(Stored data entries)
+ + +

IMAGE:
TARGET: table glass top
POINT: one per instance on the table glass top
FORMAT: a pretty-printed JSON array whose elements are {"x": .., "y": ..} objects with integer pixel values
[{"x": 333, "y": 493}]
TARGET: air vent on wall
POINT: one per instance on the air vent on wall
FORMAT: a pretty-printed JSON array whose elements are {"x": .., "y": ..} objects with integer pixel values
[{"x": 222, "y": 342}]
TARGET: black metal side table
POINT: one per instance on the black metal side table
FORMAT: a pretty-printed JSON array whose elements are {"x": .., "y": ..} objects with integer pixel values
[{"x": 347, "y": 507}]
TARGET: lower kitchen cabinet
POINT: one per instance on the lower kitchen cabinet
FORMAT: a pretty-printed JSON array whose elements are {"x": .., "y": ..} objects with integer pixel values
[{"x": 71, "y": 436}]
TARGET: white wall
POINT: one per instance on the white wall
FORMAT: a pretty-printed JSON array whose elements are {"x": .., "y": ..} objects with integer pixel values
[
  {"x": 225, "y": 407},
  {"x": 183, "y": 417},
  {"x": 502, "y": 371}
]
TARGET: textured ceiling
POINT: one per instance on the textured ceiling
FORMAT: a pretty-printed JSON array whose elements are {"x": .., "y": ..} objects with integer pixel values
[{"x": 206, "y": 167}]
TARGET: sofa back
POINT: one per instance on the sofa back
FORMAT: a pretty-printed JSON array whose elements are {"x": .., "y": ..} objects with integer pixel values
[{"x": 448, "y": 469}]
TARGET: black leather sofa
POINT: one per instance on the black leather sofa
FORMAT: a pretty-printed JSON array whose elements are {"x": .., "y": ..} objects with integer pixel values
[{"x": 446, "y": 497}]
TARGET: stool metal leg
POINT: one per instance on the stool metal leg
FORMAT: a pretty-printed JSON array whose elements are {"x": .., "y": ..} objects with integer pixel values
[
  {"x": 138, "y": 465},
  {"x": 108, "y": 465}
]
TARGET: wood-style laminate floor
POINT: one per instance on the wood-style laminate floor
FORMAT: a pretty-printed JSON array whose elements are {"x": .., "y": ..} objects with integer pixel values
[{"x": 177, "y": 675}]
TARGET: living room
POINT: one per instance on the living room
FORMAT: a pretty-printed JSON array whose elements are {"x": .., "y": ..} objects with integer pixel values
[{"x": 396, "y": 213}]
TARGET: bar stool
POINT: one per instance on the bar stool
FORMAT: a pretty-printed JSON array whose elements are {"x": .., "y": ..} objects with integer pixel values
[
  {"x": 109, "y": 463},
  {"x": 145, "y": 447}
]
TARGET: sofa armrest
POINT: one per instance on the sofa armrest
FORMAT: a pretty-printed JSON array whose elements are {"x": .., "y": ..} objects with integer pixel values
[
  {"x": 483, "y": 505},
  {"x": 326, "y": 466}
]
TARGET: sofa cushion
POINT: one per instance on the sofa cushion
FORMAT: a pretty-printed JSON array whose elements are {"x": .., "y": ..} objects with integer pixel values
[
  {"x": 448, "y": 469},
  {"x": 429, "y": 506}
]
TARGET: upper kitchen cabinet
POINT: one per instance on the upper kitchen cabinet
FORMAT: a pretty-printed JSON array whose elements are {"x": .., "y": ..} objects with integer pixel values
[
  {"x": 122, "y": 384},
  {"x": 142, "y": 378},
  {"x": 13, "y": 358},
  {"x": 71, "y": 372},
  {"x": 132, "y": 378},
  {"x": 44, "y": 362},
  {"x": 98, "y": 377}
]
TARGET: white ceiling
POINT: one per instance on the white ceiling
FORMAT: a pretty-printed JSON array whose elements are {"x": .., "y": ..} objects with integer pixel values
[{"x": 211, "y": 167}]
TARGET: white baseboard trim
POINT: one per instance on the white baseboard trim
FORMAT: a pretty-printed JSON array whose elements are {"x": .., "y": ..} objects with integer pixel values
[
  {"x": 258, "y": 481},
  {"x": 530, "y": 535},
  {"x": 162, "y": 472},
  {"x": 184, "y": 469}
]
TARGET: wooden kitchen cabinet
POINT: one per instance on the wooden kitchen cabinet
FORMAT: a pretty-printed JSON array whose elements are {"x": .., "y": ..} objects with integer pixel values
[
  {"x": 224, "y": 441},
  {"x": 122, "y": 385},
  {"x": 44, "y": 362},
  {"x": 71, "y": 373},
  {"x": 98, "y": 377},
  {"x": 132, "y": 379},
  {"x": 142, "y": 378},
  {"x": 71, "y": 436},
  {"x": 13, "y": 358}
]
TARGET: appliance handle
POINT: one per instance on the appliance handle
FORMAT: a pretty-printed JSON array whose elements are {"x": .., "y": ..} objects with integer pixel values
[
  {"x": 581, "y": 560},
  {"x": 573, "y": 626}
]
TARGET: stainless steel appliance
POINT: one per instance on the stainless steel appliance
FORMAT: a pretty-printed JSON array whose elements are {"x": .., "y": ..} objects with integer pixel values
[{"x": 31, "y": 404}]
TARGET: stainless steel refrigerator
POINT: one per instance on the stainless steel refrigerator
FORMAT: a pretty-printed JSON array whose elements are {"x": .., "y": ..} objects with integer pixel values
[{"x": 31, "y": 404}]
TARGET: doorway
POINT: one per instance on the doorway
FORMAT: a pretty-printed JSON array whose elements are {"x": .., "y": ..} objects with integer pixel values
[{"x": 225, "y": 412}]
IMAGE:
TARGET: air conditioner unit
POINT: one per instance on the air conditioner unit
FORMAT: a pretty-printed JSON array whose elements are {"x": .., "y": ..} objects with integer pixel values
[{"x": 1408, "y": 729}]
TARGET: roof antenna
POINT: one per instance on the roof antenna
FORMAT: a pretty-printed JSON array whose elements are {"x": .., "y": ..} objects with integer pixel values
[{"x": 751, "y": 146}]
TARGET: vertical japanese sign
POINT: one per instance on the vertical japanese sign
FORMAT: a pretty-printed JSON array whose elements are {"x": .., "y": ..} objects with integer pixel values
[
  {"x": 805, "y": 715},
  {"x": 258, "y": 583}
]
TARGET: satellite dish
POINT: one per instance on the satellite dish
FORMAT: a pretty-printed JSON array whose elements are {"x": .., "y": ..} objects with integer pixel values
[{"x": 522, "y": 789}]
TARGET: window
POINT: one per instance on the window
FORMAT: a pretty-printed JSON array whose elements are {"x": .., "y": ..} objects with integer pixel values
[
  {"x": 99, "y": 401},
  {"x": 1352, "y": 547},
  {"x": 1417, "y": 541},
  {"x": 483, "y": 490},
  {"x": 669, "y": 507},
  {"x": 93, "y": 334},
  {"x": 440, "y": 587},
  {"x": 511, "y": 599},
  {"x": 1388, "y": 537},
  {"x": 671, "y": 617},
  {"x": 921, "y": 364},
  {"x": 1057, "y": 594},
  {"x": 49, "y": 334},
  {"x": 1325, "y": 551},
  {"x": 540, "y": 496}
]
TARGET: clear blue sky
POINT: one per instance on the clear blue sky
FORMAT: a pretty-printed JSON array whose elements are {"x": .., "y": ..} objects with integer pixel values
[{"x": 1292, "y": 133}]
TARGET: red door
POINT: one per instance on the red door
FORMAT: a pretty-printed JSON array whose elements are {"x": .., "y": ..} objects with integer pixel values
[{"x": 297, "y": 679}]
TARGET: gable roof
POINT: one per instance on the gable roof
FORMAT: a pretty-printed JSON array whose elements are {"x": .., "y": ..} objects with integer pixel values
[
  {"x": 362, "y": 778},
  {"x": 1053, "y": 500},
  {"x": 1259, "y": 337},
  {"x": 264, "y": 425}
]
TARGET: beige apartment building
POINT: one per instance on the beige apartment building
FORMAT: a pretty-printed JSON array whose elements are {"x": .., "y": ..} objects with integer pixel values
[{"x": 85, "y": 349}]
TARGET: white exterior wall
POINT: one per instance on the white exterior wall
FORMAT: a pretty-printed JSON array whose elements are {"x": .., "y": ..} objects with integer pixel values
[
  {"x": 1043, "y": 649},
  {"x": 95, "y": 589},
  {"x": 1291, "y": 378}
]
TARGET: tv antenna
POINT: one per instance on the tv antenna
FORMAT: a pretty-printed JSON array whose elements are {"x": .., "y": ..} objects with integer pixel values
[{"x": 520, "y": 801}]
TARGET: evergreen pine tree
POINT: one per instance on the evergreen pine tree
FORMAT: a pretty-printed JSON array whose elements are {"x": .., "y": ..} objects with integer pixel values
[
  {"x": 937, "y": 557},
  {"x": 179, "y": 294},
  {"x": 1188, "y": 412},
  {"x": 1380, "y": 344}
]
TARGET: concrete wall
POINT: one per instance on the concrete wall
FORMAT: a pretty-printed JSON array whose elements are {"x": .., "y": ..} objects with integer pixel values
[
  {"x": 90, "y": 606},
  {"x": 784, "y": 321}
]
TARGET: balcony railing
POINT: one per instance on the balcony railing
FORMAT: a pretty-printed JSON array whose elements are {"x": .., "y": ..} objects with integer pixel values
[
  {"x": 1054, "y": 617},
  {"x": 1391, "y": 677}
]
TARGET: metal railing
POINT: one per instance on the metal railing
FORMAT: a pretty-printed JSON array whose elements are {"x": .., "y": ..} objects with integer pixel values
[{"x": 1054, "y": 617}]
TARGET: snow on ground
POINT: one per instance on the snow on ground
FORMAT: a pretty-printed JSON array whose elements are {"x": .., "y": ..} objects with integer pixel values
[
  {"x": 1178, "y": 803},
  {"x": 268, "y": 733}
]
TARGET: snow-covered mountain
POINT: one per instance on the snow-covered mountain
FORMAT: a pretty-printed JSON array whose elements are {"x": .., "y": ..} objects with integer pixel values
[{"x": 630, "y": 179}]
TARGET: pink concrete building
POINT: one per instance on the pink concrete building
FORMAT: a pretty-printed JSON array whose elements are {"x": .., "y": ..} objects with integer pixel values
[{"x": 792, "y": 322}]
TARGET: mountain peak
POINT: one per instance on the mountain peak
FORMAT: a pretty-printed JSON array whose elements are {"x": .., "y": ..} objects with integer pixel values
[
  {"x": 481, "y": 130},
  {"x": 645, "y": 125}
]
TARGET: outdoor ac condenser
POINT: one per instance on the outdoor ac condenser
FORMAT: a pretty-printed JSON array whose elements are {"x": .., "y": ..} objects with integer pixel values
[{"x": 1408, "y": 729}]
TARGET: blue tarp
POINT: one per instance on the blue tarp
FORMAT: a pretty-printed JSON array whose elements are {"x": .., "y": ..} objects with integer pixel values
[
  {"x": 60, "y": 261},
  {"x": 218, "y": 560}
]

+ + +

▶ Challenge:
Starting with the line that contains "TARGET: mountain peak", repeat each line through the last one exactly as it appears. Include both ends and nothing more.

▶ Response to the exercise:
TARGET: mountain peak
POINT: one per instance on the mountain peak
FORMAT: a pretty-printed JSON array whose elements are {"x": .., "y": ..} objects with integer pixel values
[
  {"x": 481, "y": 130},
  {"x": 645, "y": 125}
]
TARGET: outdoor ac condenser
POINT: one per instance on the outdoor ac condenser
FORMAT: a pretty-printed JSON array whose elements are {"x": .., "y": ..} objects with integer pixel values
[{"x": 1408, "y": 729}]
TARGET: blue tarp
POINT: one per instance on the blue tarp
FORMAT: a pretty-printed JSON array whose elements are {"x": .., "y": ..} objects with integer pixel values
[
  {"x": 60, "y": 261},
  {"x": 218, "y": 560}
]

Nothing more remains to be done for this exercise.